> [Exercise instructions]
Identify every line in the listing below that contains the word "mountain", and copy each of those lines in full.

> [Material provided]
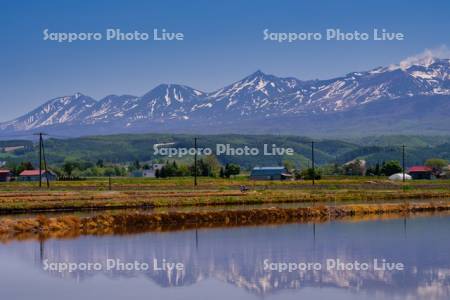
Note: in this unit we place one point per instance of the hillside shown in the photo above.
(126, 148)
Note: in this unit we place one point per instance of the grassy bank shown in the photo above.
(134, 222)
(42, 201)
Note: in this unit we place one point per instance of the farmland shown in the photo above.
(26, 208)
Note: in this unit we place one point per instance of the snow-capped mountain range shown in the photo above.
(251, 103)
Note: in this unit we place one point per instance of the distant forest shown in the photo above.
(127, 148)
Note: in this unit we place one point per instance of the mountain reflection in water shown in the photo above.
(235, 256)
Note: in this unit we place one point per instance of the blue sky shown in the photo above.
(223, 43)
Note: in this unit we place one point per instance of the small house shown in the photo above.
(270, 173)
(421, 172)
(33, 175)
(5, 175)
(151, 173)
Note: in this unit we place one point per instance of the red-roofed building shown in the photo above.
(33, 175)
(421, 172)
(5, 175)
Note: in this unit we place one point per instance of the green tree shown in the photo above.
(310, 173)
(437, 164)
(69, 166)
(232, 169)
(391, 167)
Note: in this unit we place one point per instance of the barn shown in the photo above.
(421, 172)
(33, 175)
(270, 173)
(5, 175)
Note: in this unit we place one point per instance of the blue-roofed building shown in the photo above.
(270, 173)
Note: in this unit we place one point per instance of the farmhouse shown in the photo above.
(5, 175)
(421, 172)
(33, 175)
(270, 173)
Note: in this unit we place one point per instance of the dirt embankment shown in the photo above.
(134, 222)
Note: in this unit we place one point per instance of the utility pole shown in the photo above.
(403, 162)
(42, 158)
(195, 162)
(313, 162)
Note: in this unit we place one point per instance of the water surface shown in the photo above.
(229, 263)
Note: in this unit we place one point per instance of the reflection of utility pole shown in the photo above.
(404, 226)
(42, 157)
(195, 162)
(314, 231)
(403, 162)
(196, 238)
(41, 250)
(313, 163)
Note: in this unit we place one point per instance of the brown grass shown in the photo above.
(72, 226)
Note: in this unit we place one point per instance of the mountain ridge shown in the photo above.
(257, 99)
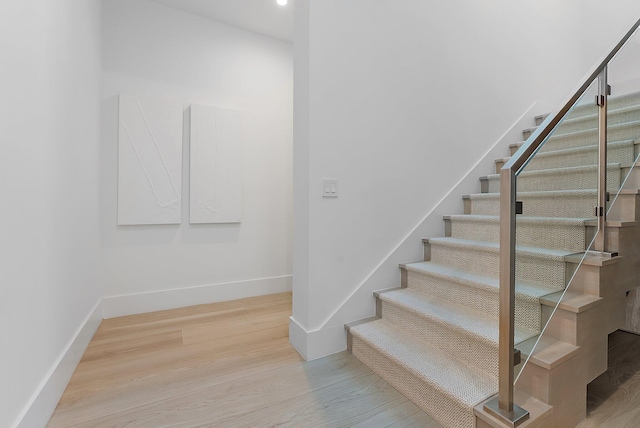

> [Exercise answer]
Note: in this unit we place one point per instance of the snow-capped mountain range shown in the photo above.
Note: in this unit we place one point per instance of the mountain reflection in water shown in the photo above.
Note: in this unit we place one point per instance of the mountain ridge shown in the photo above.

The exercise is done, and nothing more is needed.